> _Given problem_: Write out the material again, starting at the line that has "Please segment every instance of the concrete" and running through the end, with "masks" changed to "outlines" and everything else left as it is.

☆ ☆ ☆

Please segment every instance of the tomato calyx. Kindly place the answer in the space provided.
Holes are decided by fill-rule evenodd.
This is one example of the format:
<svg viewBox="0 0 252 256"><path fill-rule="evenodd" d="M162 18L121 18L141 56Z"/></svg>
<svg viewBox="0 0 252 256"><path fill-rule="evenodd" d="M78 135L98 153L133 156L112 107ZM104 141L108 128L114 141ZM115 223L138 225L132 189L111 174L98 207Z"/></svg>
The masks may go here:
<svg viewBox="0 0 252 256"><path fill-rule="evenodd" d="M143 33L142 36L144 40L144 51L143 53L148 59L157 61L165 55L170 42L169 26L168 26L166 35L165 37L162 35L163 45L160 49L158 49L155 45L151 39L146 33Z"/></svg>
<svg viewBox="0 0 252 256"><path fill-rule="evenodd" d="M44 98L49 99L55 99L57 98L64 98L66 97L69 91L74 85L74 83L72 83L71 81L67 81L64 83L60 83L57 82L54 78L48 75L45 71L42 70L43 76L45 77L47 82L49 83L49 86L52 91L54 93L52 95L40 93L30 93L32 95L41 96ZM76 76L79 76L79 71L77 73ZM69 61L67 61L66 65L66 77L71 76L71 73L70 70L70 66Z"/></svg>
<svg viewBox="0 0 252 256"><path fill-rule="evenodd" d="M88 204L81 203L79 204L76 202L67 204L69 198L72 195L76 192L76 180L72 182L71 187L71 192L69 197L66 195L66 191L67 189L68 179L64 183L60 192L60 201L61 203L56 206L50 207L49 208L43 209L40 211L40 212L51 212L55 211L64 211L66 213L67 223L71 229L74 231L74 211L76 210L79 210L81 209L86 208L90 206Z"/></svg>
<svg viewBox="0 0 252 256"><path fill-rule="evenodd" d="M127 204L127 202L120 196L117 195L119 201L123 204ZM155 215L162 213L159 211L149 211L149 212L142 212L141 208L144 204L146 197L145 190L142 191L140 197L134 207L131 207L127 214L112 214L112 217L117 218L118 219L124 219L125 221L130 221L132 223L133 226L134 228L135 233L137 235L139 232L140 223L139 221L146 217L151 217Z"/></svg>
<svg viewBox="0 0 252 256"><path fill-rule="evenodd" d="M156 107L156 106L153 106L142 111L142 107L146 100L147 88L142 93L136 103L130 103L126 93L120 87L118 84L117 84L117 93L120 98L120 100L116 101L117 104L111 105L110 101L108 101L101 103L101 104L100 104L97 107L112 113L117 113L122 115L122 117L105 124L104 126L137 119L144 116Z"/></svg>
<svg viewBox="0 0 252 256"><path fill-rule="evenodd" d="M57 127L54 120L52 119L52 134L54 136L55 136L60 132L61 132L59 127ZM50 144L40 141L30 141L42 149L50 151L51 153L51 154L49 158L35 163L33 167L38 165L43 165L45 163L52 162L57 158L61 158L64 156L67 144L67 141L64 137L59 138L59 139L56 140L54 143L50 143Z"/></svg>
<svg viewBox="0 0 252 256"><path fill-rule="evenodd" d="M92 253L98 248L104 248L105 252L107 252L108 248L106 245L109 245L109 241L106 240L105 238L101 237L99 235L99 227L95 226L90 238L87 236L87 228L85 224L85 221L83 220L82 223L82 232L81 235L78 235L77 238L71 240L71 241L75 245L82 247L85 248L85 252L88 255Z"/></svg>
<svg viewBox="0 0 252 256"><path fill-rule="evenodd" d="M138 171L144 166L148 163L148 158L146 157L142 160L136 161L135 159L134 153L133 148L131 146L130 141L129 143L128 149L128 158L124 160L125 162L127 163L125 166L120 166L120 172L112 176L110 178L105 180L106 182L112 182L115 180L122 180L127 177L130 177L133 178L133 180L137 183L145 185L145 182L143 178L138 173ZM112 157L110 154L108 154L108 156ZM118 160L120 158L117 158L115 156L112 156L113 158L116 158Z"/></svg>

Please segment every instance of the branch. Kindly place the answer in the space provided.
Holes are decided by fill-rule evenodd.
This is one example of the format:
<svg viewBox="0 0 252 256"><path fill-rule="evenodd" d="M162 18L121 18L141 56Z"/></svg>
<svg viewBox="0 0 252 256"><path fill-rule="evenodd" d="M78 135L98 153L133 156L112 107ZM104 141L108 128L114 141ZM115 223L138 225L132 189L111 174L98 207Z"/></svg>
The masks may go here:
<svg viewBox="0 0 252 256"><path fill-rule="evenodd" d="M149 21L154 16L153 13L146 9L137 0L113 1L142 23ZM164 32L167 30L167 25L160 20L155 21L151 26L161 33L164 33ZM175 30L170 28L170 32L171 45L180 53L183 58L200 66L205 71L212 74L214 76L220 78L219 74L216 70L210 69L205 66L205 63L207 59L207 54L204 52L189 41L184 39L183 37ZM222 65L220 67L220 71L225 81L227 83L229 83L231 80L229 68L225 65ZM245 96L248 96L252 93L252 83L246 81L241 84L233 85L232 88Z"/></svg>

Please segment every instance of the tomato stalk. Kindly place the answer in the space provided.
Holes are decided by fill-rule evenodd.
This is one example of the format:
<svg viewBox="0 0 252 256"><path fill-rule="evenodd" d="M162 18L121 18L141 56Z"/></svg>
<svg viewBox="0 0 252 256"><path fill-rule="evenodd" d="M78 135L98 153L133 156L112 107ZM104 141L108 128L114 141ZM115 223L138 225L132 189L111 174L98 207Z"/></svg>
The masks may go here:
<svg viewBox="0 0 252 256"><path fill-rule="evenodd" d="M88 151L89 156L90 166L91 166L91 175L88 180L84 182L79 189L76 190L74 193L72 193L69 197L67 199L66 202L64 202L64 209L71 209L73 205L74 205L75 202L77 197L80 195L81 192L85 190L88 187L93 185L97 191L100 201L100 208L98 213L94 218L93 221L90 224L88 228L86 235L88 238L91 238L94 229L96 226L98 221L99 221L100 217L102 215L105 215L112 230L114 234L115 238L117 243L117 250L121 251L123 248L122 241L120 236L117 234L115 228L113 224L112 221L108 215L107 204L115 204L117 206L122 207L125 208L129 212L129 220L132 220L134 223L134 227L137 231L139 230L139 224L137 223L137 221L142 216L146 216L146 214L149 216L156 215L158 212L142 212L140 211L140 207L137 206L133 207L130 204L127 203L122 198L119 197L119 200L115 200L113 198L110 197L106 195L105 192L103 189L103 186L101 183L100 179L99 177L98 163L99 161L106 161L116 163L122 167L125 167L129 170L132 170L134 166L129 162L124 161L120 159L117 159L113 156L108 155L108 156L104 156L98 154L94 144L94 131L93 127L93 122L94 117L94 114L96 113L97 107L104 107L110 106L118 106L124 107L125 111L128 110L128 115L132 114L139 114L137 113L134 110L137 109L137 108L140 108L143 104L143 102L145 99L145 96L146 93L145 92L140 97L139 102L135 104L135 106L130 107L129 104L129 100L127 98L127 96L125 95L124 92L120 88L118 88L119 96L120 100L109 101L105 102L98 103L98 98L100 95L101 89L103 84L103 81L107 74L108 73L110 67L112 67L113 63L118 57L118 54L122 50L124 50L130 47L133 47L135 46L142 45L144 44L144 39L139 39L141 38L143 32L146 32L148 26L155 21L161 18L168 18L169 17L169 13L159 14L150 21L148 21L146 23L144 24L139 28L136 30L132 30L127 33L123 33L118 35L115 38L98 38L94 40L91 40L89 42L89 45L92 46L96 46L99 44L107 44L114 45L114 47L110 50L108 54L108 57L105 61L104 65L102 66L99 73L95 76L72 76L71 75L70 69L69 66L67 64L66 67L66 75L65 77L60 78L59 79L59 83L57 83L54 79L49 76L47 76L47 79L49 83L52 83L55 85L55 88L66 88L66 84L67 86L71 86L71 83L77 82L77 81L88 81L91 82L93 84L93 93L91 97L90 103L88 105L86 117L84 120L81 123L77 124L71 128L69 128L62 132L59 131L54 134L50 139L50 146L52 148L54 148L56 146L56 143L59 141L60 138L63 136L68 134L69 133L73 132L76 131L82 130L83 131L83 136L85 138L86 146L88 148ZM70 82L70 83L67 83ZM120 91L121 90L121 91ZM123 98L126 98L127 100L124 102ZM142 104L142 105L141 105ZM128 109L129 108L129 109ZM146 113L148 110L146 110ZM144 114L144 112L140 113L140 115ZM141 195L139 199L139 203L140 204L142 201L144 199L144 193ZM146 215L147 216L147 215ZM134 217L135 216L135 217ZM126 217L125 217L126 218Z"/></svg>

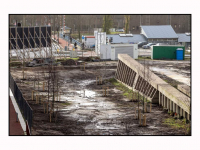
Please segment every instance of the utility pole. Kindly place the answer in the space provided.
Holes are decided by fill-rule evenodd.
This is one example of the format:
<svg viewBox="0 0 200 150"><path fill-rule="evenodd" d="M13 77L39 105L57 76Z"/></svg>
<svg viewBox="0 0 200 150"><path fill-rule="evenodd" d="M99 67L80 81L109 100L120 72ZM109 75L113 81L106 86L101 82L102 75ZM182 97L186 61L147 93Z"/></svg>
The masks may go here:
<svg viewBox="0 0 200 150"><path fill-rule="evenodd" d="M55 15L53 15L53 33L54 33L54 39L55 39Z"/></svg>

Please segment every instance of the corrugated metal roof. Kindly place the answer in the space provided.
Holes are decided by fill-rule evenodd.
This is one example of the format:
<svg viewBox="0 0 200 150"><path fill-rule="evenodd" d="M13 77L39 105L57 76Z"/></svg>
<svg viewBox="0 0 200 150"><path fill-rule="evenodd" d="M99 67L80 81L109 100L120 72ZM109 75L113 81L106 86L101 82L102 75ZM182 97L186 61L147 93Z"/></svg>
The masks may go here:
<svg viewBox="0 0 200 150"><path fill-rule="evenodd" d="M113 38L113 42L111 43L138 43L147 41L142 34L133 34L132 37L120 37L118 34L107 34L106 37L108 37L108 39L110 39L110 37Z"/></svg>
<svg viewBox="0 0 200 150"><path fill-rule="evenodd" d="M171 25L141 26L147 38L178 38Z"/></svg>
<svg viewBox="0 0 200 150"><path fill-rule="evenodd" d="M186 35L185 33L177 33L178 42L190 42L190 35Z"/></svg>

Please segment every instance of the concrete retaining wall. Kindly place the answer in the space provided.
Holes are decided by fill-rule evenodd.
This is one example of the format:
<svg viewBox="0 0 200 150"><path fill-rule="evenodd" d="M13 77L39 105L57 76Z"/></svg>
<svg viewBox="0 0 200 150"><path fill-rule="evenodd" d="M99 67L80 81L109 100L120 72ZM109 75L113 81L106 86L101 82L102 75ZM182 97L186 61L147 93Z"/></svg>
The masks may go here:
<svg viewBox="0 0 200 150"><path fill-rule="evenodd" d="M144 94L152 103L173 111L179 117L190 120L190 98L138 63L127 54L118 55L115 78L129 87Z"/></svg>

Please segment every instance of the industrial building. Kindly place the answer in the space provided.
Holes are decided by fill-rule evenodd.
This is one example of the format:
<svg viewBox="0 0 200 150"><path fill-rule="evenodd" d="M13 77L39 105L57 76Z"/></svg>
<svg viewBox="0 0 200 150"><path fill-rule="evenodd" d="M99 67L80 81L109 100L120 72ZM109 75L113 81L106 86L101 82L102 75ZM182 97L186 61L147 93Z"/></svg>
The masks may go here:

☆ ☆ ☆

> _Output of the task_:
Please segment every instance of the concrete retaining wall. Kindly place the answer in the space provided.
Holes are decided by fill-rule evenodd.
This is one example of the format:
<svg viewBox="0 0 200 150"><path fill-rule="evenodd" d="M13 77L39 105L57 76Z"/></svg>
<svg viewBox="0 0 200 150"><path fill-rule="evenodd" d="M99 67L80 81L109 100L120 72ZM109 75L113 81L106 86L101 82L102 75ZM182 97L186 61L147 93Z"/></svg>
The outlines may go here:
<svg viewBox="0 0 200 150"><path fill-rule="evenodd" d="M144 94L152 103L173 111L179 117L190 120L190 98L138 63L127 54L118 55L115 78L129 87Z"/></svg>

Please segment every instance of the industrial building. Kindly place the answer in the space provided.
Holes are decided by fill-rule evenodd.
This is one example of the format:
<svg viewBox="0 0 200 150"><path fill-rule="evenodd" d="M13 77L39 105L57 76Z"/></svg>
<svg viewBox="0 0 200 150"><path fill-rule="evenodd" d="M99 67L80 81L109 100L120 72ZM109 75L113 81L106 86L101 82L102 75ZM182 97L186 61L147 93Z"/></svg>
The outlines may go here:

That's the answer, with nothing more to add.